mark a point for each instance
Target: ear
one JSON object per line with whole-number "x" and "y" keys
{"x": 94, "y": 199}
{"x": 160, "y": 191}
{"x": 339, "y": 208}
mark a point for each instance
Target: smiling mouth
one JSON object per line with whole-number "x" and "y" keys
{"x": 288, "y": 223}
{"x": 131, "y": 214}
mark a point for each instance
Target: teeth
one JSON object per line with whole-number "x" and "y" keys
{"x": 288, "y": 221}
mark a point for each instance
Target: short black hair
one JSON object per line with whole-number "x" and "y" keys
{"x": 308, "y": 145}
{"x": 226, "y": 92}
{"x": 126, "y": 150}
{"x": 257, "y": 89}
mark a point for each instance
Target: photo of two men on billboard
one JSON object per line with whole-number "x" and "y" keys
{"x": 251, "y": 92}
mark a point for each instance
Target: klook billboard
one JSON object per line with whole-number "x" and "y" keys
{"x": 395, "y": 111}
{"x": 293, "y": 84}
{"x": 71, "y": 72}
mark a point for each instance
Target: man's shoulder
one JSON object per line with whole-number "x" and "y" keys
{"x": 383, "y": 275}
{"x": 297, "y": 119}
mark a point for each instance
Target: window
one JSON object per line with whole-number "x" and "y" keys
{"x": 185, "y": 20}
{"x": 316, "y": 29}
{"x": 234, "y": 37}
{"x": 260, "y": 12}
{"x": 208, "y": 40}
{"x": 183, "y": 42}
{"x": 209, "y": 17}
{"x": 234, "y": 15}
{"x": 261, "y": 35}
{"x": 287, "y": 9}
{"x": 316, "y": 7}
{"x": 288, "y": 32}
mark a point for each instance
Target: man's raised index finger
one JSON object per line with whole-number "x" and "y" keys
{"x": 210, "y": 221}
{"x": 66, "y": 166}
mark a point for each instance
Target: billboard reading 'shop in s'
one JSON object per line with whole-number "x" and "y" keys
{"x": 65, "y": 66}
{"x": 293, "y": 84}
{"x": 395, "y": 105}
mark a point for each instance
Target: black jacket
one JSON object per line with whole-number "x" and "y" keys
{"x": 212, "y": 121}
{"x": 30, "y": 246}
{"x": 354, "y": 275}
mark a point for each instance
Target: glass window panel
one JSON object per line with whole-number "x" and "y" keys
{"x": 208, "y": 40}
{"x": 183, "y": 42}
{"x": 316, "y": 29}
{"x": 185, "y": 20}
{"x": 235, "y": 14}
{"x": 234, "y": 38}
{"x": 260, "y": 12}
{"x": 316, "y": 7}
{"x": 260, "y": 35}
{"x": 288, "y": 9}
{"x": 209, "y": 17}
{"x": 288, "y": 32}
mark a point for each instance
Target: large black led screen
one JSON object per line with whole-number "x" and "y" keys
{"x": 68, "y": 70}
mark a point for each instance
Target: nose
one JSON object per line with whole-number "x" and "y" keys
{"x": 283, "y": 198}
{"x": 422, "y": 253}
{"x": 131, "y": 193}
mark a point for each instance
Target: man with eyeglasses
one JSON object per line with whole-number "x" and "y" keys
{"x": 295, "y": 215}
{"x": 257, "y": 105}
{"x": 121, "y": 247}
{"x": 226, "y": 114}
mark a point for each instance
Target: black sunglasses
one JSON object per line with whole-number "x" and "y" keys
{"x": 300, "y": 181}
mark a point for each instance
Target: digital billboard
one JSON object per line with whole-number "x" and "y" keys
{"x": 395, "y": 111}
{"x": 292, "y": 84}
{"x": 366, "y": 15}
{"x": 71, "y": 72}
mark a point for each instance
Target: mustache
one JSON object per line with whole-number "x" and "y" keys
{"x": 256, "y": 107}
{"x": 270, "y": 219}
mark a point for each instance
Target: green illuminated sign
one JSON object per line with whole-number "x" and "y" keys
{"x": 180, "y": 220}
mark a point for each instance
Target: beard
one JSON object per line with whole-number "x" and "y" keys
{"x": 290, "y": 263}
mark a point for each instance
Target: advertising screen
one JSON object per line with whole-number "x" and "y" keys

• _WHAT YOU NEED TO DO_
Write out all records exactly, keeping every detail.

• _TASK OUTPUT_
mark a point for each instance
Target: ear
one JSON object per line with whole-number "x" and "y" keys
{"x": 94, "y": 199}
{"x": 160, "y": 191}
{"x": 339, "y": 208}
mark a point for each instance
Target: smiling mouth
one JSON object per line with whole-number "x" and "y" keys
{"x": 288, "y": 223}
{"x": 131, "y": 214}
mark a point for each instance
Target: teeth
one JSON object per line with whole-number "x" and "y" keys
{"x": 288, "y": 221}
mark a point for each instance
Target: short black hair
one JSON object per line with whole-number "x" and "y" keys
{"x": 308, "y": 145}
{"x": 226, "y": 92}
{"x": 126, "y": 150}
{"x": 257, "y": 89}
mark a point for each instance
Target: photo of two men on billboard
one JSON object per line with whole-number "x" and "y" keys
{"x": 251, "y": 92}
mark a point for each instance
Target: klook billboard
one JSON object per line with whole-number "x" and "y" keys
{"x": 395, "y": 111}
{"x": 293, "y": 84}
{"x": 71, "y": 72}
mark a point for each instance
Target: man's shoulder
one JSON object per line with whole-number "x" and "y" keys
{"x": 383, "y": 275}
{"x": 297, "y": 119}
mark a point for each instance
Target: window
one JSON object per line with whole-number "x" and "y" keys
{"x": 185, "y": 20}
{"x": 316, "y": 29}
{"x": 234, "y": 37}
{"x": 260, "y": 12}
{"x": 208, "y": 40}
{"x": 183, "y": 42}
{"x": 209, "y": 17}
{"x": 234, "y": 15}
{"x": 261, "y": 35}
{"x": 287, "y": 9}
{"x": 316, "y": 7}
{"x": 288, "y": 32}
mark a point for each instance
Target: man's raised index finger
one JSON object per line with whole-number "x" and "y" keys
{"x": 210, "y": 221}
{"x": 66, "y": 166}
mark a point for each instance
Target: billboard reading 'shop in s'
one JSON object per line with whole-number "x" and "y" keys
{"x": 65, "y": 66}
{"x": 293, "y": 84}
{"x": 395, "y": 105}
mark a point for each instance
Target: black jacket
one JSON object per line with whole-number "x" and "y" keys
{"x": 212, "y": 121}
{"x": 30, "y": 246}
{"x": 354, "y": 275}
mark a point for each instance
Target: glass window panel
one JSON object per line with whole-number "x" and "y" keys
{"x": 208, "y": 40}
{"x": 183, "y": 42}
{"x": 316, "y": 29}
{"x": 185, "y": 20}
{"x": 235, "y": 14}
{"x": 234, "y": 38}
{"x": 260, "y": 12}
{"x": 316, "y": 7}
{"x": 260, "y": 35}
{"x": 288, "y": 9}
{"x": 209, "y": 17}
{"x": 288, "y": 32}
mark a point for each instance
Target: large black led screen
one JSON object per line with whole-number "x" and "y" keys
{"x": 68, "y": 70}
mark a point for each instance
Target: nose
one JSON object per line with whole-number "x" and "y" keys
{"x": 283, "y": 198}
{"x": 422, "y": 253}
{"x": 131, "y": 193}
mark a point for each instance
Target: man with eyeglasses
one JSON object per line with whole-number "x" and "y" keys
{"x": 295, "y": 215}
{"x": 257, "y": 105}
{"x": 121, "y": 247}
{"x": 226, "y": 114}
mark a point for each instance
Target: black sunglasses
one JSON object per line with whole-number "x" and "y" keys
{"x": 300, "y": 181}
mark a point for each instance
Target: digital billboard
one JSON object per line with whole-number "x" and "y" keys
{"x": 395, "y": 111}
{"x": 292, "y": 84}
{"x": 366, "y": 15}
{"x": 71, "y": 72}
mark a point for each instance
Target: mustache
one JSON object per line with whole-number "x" and "y" keys
{"x": 256, "y": 107}
{"x": 270, "y": 219}
mark a point for each instance
Target: green illuminated sign
one JSON object per line with whole-number "x" and "y" keys
{"x": 180, "y": 220}
mark a point for each instance
Target: beard
one JSON object per line with whole-number "x" and "y" keys
{"x": 290, "y": 263}
mark a point for each instance
Target: advertising screen
one JSON object per line with whole-number "x" and "y" keys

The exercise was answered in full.